EXERCISE DIRECTIONS:
Copy everything in the data below exactly except the pictures.

-------- PROVIDED ENTRIES

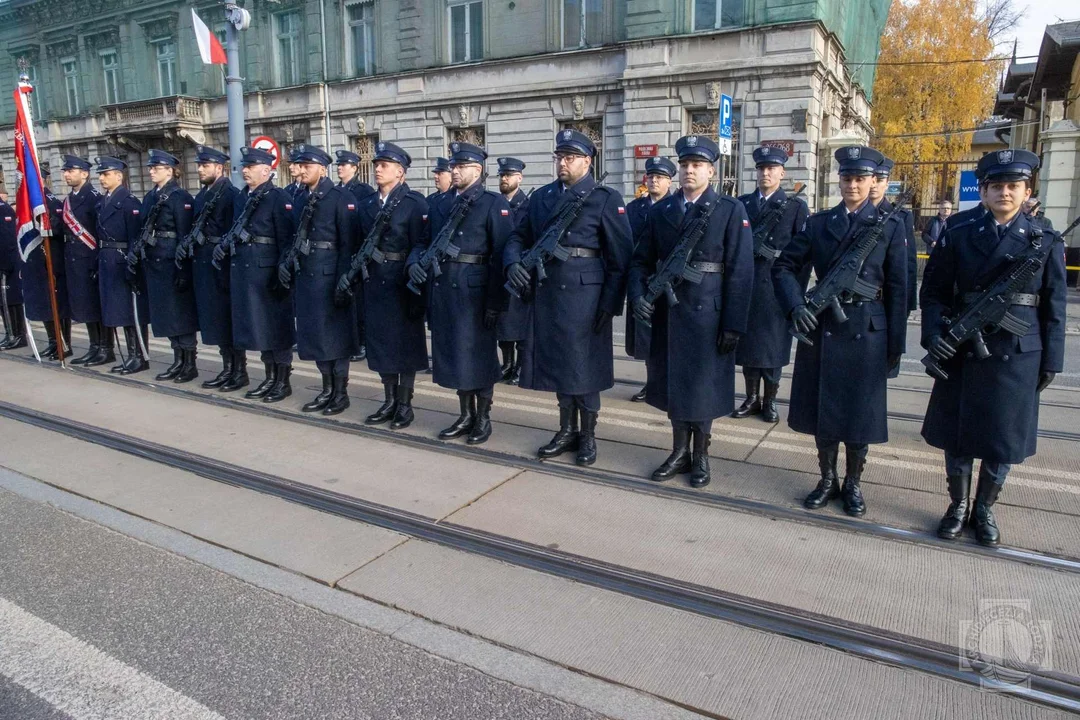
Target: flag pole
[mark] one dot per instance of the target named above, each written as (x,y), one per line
(46,225)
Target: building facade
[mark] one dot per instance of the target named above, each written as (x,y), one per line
(116,77)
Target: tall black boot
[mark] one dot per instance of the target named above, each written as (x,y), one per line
(678,461)
(223,377)
(566,438)
(282,388)
(828,487)
(189,370)
(173,369)
(586,443)
(753,403)
(264,388)
(404,415)
(482,429)
(850,493)
(388,408)
(982,516)
(956,516)
(463,424)
(239,378)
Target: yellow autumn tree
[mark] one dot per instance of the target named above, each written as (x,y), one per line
(927,93)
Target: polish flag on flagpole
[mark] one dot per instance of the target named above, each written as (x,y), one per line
(210,46)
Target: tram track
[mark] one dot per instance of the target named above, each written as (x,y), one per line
(1047,688)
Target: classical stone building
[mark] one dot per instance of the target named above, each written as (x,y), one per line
(119,77)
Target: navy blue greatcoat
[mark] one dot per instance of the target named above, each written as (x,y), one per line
(393,318)
(688,377)
(989,408)
(119,221)
(212,291)
(768,343)
(562,352)
(261,310)
(839,384)
(463,352)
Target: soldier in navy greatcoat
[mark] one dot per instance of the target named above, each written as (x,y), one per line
(464,301)
(194,254)
(397,347)
(325,323)
(512,324)
(80,260)
(262,229)
(839,384)
(767,348)
(658,181)
(119,223)
(988,408)
(691,355)
(568,349)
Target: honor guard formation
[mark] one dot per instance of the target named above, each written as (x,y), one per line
(523,288)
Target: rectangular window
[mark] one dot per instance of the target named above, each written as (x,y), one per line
(360,37)
(165,51)
(287,48)
(716,14)
(70,69)
(582,23)
(467,30)
(110,70)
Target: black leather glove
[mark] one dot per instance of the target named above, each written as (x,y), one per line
(603,317)
(804,320)
(1044,379)
(644,310)
(728,341)
(518,276)
(940,349)
(417,274)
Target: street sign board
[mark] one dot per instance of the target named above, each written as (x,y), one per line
(268,144)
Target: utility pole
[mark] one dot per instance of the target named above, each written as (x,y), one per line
(238,19)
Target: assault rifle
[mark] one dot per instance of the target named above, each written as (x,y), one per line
(842,282)
(550,244)
(989,311)
(767,225)
(676,267)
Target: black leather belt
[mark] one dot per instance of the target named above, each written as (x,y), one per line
(1025,299)
(701,266)
(470,259)
(583,253)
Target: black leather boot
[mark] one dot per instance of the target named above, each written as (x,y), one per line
(404,416)
(982,516)
(701,474)
(322,399)
(679,460)
(281,388)
(753,403)
(189,370)
(850,493)
(769,412)
(956,516)
(482,429)
(264,388)
(239,378)
(586,442)
(566,438)
(223,377)
(828,487)
(173,369)
(386,410)
(339,396)
(464,422)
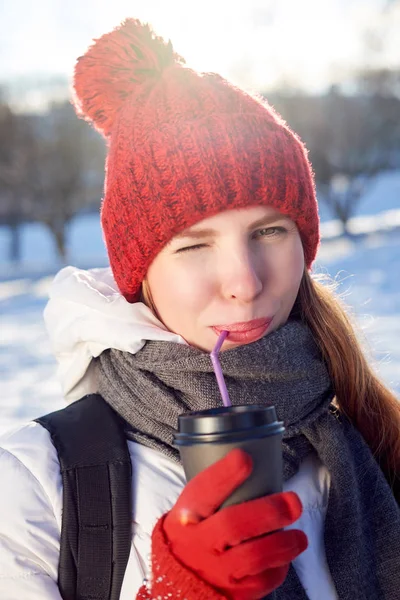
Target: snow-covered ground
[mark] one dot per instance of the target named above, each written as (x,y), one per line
(367,267)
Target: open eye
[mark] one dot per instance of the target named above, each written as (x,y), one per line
(188,248)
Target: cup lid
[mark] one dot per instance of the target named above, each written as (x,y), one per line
(227,419)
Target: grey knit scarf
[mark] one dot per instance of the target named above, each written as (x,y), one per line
(362,525)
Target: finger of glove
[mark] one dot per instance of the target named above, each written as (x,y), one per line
(205,493)
(258,586)
(235,524)
(269,552)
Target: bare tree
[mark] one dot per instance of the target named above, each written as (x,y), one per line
(350,140)
(13,162)
(65,173)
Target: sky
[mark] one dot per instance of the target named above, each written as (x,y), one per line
(255,43)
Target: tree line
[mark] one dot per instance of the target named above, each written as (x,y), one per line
(52,164)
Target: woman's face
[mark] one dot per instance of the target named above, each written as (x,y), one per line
(239,270)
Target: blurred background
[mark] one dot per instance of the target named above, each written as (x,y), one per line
(330,67)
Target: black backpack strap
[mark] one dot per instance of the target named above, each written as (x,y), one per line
(97,515)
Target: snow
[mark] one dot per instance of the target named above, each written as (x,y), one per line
(365,265)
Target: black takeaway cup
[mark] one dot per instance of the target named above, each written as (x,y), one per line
(206,436)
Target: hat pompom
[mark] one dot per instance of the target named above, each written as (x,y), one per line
(114,66)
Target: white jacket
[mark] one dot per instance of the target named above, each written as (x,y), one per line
(86,315)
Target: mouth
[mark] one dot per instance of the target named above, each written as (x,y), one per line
(245,332)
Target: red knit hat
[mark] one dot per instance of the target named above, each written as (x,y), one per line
(183,146)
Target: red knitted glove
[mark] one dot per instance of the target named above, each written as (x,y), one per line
(239,550)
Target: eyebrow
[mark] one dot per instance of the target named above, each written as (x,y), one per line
(196,234)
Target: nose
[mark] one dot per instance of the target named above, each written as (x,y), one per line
(241,277)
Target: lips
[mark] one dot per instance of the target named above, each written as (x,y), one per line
(245,332)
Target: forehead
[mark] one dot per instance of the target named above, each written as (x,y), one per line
(243,217)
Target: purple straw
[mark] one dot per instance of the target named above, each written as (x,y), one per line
(218,370)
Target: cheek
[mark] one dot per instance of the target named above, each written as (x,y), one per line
(178,291)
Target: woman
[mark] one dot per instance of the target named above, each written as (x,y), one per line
(211,224)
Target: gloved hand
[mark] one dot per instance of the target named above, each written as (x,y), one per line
(240,549)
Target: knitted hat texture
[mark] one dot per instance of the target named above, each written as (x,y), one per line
(183,146)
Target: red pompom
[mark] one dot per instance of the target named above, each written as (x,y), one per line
(114,66)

----------------

ANSWER TO THE TASK:
Target: flag pole
[mark] one dot per instance of the target named above, each written as (x,y), one per line
(46,225)
Target: building facade
[mark] one dot per instance of the target named above, each written as (x,y), one per line
(116,77)
Target: tall black boot
[mark] one dot per instance of the target named above, each written as (x,y), one per line
(678,461)
(223,377)
(566,438)
(282,388)
(828,487)
(189,370)
(173,369)
(586,443)
(753,403)
(264,388)
(404,415)
(482,429)
(850,493)
(388,408)
(982,516)
(956,516)
(463,424)
(239,378)
Target: yellow autumn tree
[mark] one dot per instance of the target named above, each written as (x,y), one per line
(927,93)
Target: polish flag on flagpole
[mark] one dot per instance of the target named above, each written as (x,y), one per line
(210,46)
Target: tram track
[mark] one dot per instance of the target named above, each written as (x,y), one per line
(1047,688)
Target: classical stone building
[mark] one dot per instance of the target named above, each written as (x,y), one per line
(119,77)
Target: navy blue greatcoat
[mark] one dot per instance of the target named above, each written as (x,y), one per line
(393,318)
(688,377)
(989,408)
(119,221)
(212,291)
(768,343)
(562,352)
(261,310)
(839,384)
(463,352)
Target: soldier in navy greatcoat
[mark] one dot per instance of the target named above, each written as (x,y), one per line
(464,301)
(194,254)
(397,347)
(325,323)
(512,324)
(80,260)
(262,229)
(839,384)
(767,348)
(658,181)
(119,223)
(988,408)
(691,355)
(568,349)
Target: honor guard formation
[mark] one dot per instance of the target named above, each written as (x,y), one per line
(523,288)
Target: rectangular window
[mark] one dot per instance of the target named above, each written as (x,y), one per line
(360,37)
(165,51)
(287,48)
(716,14)
(70,69)
(582,23)
(467,30)
(110,70)
Target: black leather glove
[mark] one dot per instance of the target named above, each written as (x,y), one per line
(603,317)
(804,320)
(1044,379)
(644,310)
(728,341)
(518,276)
(940,349)
(417,274)
Target: street sign board
[mark] one dot per instance of the target named above, each written as (x,y), one per line
(268,144)
Target: utility pole
[mark] one dot per instance of the target named above, each written as (x,y), one per line
(238,19)
Target: assault rifle
[mark] one dot per instance of the target named above, each written as (x,y), one per line
(842,282)
(550,244)
(989,311)
(767,225)
(676,267)
Target: black leather belt
[mark] one dot per instance of the target named above, each written as (x,y), one per line
(1025,299)
(701,266)
(470,259)
(583,253)
Target: black leather boot
[mark] one dot per instance of the target named above, each written as (x,y), one per line
(404,416)
(982,516)
(701,474)
(322,399)
(679,460)
(281,388)
(753,403)
(189,370)
(850,493)
(769,412)
(956,516)
(482,429)
(264,388)
(239,378)
(586,442)
(566,438)
(223,377)
(828,487)
(173,369)
(386,410)
(339,396)
(464,422)
Target: snow-covered ground
[mark] one dot per instance of the target named above, each written as (x,y), one per line
(367,267)
Target: open eye
[mark] one dot per instance of the target named above, each written as (x,y), one per line
(188,248)
Target: cup lid
[mark] one dot per instance of the target named above, each written as (x,y), one per line
(227,419)
Target: grey knit scarf
[mark] one dot per instance of the target named above, each written as (x,y), one per line
(362,525)
Target: finger of glove
[mark] one dot per instance of the target named above, each written as (x,y), one per line
(205,493)
(258,586)
(235,524)
(269,552)
Target: bare tree
[mark] one dot per instance of the target named above, each written as (x,y), one per line
(350,140)
(13,162)
(65,173)
Target: sky
[mark] one dot per instance of the target named above, each written as (x,y), one per line
(255,43)
Target: tree line
[mark] one dot per instance of the target named above, each written as (x,y), one per line
(52,164)
Target: woman's face
[mark] one dot per instance of the target named above, each written as (x,y), one per line
(239,270)
Target: blurred background
[mark] one dot per instance of the target named above, each written as (x,y), one per line
(330,67)
Target: black backpack strap
[mark] one dot per instance of the target named above, each written as (x,y), one per line
(97,515)
Target: snow
[mark] one dot per instance of the target named above, each written as (x,y), one per line
(365,265)
Target: black takeaway cup
[mark] one dot per instance of the target named above, each written as (x,y), one per line
(206,436)
Target: hat pompom
[mark] one dot per instance of the target named above, each written as (x,y), one per line
(114,66)
Target: white jacket
[mark] one dot per instance of the target named above, each written as (x,y), one per line
(86,315)
Target: mouth
[mark] one dot per instance of the target named above, each written as (x,y), one per line
(245,332)
Target: red knit hat
[mark] one dot per instance of the target named above, each written as (x,y), one per line
(183,146)
Target: red knitted glove
[mark] one dot per instance of the target named above, each written as (x,y), one per line
(239,550)
Target: eyebrow
[mark] one dot per instance of the target named above, each written as (x,y), one per line
(196,234)
Target: nose
[mark] one dot per instance of the target named above, each written as (x,y), one per line
(241,277)
Target: lips
[mark] one dot per instance of the target named above, each written as (x,y), one per line
(245,332)
Target: forehead
[mark] one dot per instance of the target named above, each written as (x,y), one per line
(243,217)
Target: purple straw
[mark] one dot per instance of the target named above, each written as (x,y), one per line
(218,370)
Target: cheek
[mark] one dot per instance of the target named above, each written as (x,y), one per line
(178,291)
Target: woman
[mark] one dot per instance of the target named above, each written as (x,y), one per line
(211,224)
Target: gloved hand
[mark] one dot per instance of the target named above, each written as (x,y), one per line
(240,549)
Target: knitted hat texture
[mark] one dot per instance of the target named above, each written as (x,y), one per line
(183,146)
Target: red pompom
[mark] one dot per instance of the target named above, each written as (x,y), one per line
(114,66)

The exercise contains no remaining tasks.